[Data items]
[Start of Attachment]

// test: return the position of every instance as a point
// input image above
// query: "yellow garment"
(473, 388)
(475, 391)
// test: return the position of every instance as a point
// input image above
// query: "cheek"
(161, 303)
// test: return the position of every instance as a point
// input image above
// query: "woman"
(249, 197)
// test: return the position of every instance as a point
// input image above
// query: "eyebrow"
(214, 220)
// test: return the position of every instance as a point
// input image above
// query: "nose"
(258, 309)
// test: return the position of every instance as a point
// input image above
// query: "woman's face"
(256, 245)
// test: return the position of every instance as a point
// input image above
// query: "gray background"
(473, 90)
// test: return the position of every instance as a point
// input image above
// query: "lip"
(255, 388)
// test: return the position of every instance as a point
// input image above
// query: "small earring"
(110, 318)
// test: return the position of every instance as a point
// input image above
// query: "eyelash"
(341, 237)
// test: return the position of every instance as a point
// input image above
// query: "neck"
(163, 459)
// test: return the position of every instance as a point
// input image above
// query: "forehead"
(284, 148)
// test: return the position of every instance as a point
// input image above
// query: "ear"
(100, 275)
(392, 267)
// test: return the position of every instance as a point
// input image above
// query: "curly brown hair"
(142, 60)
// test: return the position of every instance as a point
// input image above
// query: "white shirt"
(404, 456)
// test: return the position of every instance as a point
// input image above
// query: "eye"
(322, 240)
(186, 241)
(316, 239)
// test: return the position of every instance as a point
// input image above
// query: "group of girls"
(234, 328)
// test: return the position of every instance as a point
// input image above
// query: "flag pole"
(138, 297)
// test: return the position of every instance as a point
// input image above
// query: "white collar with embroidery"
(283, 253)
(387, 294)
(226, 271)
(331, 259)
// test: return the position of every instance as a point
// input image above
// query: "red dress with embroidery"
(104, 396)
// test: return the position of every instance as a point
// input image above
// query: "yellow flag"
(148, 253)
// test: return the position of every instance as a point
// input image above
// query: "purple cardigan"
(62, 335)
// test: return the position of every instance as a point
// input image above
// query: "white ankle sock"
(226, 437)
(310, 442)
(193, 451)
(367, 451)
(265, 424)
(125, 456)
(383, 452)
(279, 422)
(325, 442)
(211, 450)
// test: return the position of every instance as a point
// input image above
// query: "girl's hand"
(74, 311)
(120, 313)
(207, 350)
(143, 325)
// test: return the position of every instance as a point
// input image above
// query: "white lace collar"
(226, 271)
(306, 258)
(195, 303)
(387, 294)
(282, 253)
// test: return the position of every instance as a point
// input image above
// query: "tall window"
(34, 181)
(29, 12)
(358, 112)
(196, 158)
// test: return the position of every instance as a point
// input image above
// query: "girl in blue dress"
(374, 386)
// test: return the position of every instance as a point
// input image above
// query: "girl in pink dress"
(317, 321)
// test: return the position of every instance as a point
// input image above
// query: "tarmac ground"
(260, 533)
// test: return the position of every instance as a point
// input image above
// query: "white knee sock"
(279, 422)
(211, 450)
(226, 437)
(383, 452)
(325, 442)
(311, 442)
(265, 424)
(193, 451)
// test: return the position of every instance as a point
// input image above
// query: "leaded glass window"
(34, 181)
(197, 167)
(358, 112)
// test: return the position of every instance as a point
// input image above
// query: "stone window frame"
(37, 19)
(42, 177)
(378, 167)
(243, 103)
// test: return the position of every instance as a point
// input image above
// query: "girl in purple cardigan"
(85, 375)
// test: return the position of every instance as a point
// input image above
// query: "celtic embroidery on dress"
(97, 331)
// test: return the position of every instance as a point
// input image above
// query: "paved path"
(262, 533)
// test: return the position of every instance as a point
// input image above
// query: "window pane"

[End of Attachment]

#### WHAT IS NEEDED:
A faithful copy of every record is required; output it in full.

#### ANSWER BOX:
// test: return the position of every instance as a point
// input image above
// query: "yellow garment"
(473, 388)
(475, 391)
// test: return the position of every instance as a point
// input image above
// query: "cheek"
(161, 303)
// test: return the position of every instance as a point
// input image above
// query: "woman"
(249, 197)
// test: return the position of every instance as a point
// input image above
// query: "eyebrow"
(214, 220)
// test: return the position of every instance as a point
// input image above
// query: "nose"
(258, 309)
// test: return the position of every instance as a point
// input image above
// query: "woman's face"
(256, 245)
// test: return the position of every instance as a point
// input image above
// query: "gray background"
(473, 90)
// test: return the position of every instance as a point
// input image above
// query: "lip"
(255, 388)
// test: return the position of every instance as a point
// input image above
// query: "small earring"
(110, 318)
// test: return the position of every instance as a point
// input image above
// query: "eyelash"
(341, 237)
// test: return the position of every instance as a point
// input image above
// query: "neck"
(163, 459)
// test: return the position of every instance as a point
// input image above
// query: "forehead"
(284, 148)
// test: return the position of every instance as a point
// input image above
// query: "ear"
(100, 275)
(392, 267)
// test: return the position of every instance as a point
// input image above
// query: "curly brown hair"
(142, 60)
// test: return the position of every instance as a point
// input image above
// query: "white shirt"
(404, 456)
// test: return the position of every instance as a point
// input image above
// query: "eye"
(322, 240)
(186, 241)
(316, 239)
// test: return the position of every instance as a point
// input image above
// query: "group of girls"
(234, 328)
// test: return the position of every instance as a point
// input image above
// query: "flag pole"
(138, 297)
// test: return the position of every instance as a point
// input image above
// query: "white collar with embroidery"
(283, 253)
(387, 294)
(226, 271)
(331, 259)
// test: return the position of every instance as a point
// input image above
// query: "red dress with embroidery"
(104, 396)
// test: return the position of every instance as a point
// input image above
// query: "yellow flag"
(148, 253)
// test: return the position of every instance as a point
// input image above
// query: "purple cardigan"
(62, 335)
// test: return the position of every instance as a point
// input image above
// query: "white ankle sock"
(226, 437)
(310, 442)
(193, 451)
(367, 451)
(265, 424)
(125, 456)
(383, 452)
(279, 422)
(325, 442)
(211, 450)
// test: return the position of every instance as a point
// input image above
// query: "girl's hand"
(74, 311)
(120, 313)
(207, 350)
(143, 325)
// test: return the position of every instance as a point
// input image above
// query: "white lace collar"
(226, 271)
(306, 258)
(195, 303)
(387, 294)
(282, 253)
// test: return the position of every instance as a point
// input image above
// query: "tall window"
(34, 181)
(29, 12)
(358, 112)
(196, 158)
// test: return the position of every instance as a point
// input image above
// query: "girl in blue dress"
(374, 386)
// test: return the position of every instance as a point
// input image above
// query: "girl in pink dress"
(317, 321)
// test: return the position of every instance as a point
// input image above
// query: "tarmac ground"
(260, 533)
// test: return the position of every instance as a point
// input image above
// query: "white knee sock"
(279, 422)
(211, 450)
(226, 437)
(383, 452)
(325, 442)
(311, 442)
(265, 424)
(193, 451)
// test: return the position of every instance as a point
// input image above
// query: "leaded glass window"
(34, 181)
(197, 167)
(358, 112)
// test: return the position of every instance as a point
// input image above
// query: "stone window frame"
(37, 19)
(42, 177)
(378, 167)
(243, 103)
// test: return the position of every instance as a point
// input image above
// query: "girl in purple cardigan"
(85, 375)
// test: return the position of every instance as a point
// input image above
// query: "celtic embroidery on dress"
(97, 331)
// test: return the position of every instance as a point
// input image above
// query: "paved path"
(262, 533)
// test: return the position of every instance as a point
// input image above
// query: "window pane"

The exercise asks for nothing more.